• [What to do]
Copy the material below word for word, leaving out any pictures.

• [Recorded information]
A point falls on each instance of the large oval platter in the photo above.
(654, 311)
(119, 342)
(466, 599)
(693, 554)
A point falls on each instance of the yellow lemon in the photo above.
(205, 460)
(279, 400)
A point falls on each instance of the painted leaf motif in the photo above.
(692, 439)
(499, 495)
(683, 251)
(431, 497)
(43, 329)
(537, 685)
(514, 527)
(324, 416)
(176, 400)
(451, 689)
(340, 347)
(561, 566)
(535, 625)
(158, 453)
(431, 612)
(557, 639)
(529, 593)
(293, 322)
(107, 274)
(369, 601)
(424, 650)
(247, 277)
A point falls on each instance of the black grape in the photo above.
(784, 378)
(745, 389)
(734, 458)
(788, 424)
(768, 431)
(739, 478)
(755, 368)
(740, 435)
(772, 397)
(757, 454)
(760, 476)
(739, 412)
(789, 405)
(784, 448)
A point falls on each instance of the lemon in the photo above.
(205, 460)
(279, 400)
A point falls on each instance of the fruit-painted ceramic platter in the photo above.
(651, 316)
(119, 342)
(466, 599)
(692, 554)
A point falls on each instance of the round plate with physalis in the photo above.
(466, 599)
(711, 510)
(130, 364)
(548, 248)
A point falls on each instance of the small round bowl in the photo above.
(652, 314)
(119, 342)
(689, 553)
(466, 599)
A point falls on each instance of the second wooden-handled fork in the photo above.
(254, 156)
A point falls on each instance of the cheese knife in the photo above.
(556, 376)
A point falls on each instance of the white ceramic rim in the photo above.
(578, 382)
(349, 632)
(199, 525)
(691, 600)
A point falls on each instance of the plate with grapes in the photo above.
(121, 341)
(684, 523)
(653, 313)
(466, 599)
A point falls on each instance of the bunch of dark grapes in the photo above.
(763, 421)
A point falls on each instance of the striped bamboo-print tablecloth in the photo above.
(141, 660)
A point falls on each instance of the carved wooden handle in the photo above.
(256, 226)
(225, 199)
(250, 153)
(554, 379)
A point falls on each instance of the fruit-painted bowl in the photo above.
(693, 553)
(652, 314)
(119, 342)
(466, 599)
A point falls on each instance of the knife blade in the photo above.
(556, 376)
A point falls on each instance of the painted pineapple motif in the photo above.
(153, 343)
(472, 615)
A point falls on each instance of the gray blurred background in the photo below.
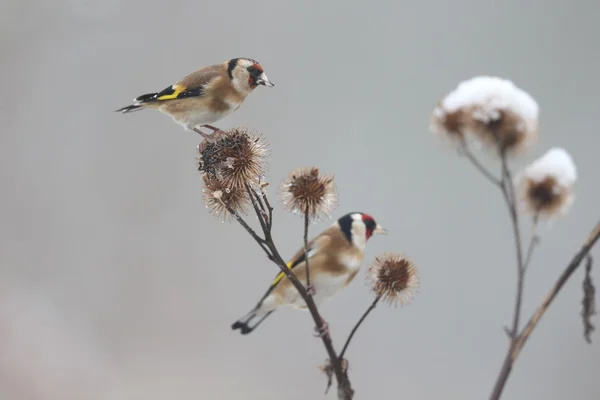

• [Written response]
A point falls on each instance of the large oval platter in the photo above.
(654, 311)
(119, 342)
(466, 599)
(693, 554)
A point falls on each instance of the yellow lemon in the photo above.
(205, 460)
(279, 400)
A point falls on each instance of the painted leaf motif in the photo above.
(692, 439)
(499, 495)
(683, 251)
(431, 497)
(43, 329)
(537, 685)
(514, 527)
(324, 416)
(176, 400)
(451, 689)
(340, 347)
(561, 566)
(535, 625)
(158, 453)
(431, 612)
(557, 639)
(529, 593)
(293, 322)
(107, 274)
(369, 601)
(424, 650)
(247, 277)
A point falls on each instance of the black grape in the photo above.
(784, 378)
(745, 389)
(734, 458)
(788, 424)
(768, 431)
(739, 478)
(755, 368)
(740, 435)
(772, 397)
(757, 454)
(760, 476)
(739, 412)
(789, 405)
(784, 448)
A point falls on each instance of the lemon in the photo above.
(205, 460)
(279, 400)
A point falls on each instance of the fruit-painted ceramic platter in the photo above.
(651, 316)
(119, 342)
(466, 599)
(692, 554)
A point falls on each instance of the round plate with physalis in the photo above.
(466, 599)
(711, 510)
(130, 364)
(548, 248)
A point falls on each instance of the small round bowl in the photo above.
(652, 314)
(119, 342)
(689, 553)
(466, 599)
A point falls on each instance of the second wooden-handled fork in the photo above.
(254, 156)
A point falls on each instance of the cheese knife in the photo above.
(556, 376)
A point falls on each instance of the white ceramic rim in the photo above.
(578, 382)
(349, 632)
(199, 525)
(691, 600)
A point falls on each instance of the plate with grapes in the photo above.
(121, 341)
(684, 523)
(653, 313)
(466, 599)
A point falls on each instance of the bunch of dark grapes in the photo above.
(763, 421)
A point falls on each instance of the striped bamboo-print tablecloth in the photo above.
(141, 660)
A point falls on each instance of the carved wooden handle in the photo above.
(256, 226)
(225, 199)
(250, 153)
(554, 379)
A point falls on each instance of the fruit-painted bowl in the photo above.
(693, 553)
(652, 314)
(119, 342)
(466, 599)
A point falls on each instance of the knife blade in the photo above.
(556, 376)
A point falls on each instance of the painted pineapple motif in the photo above.
(153, 343)
(472, 615)
A point falls on each instance of the gray blurred background in the photo below.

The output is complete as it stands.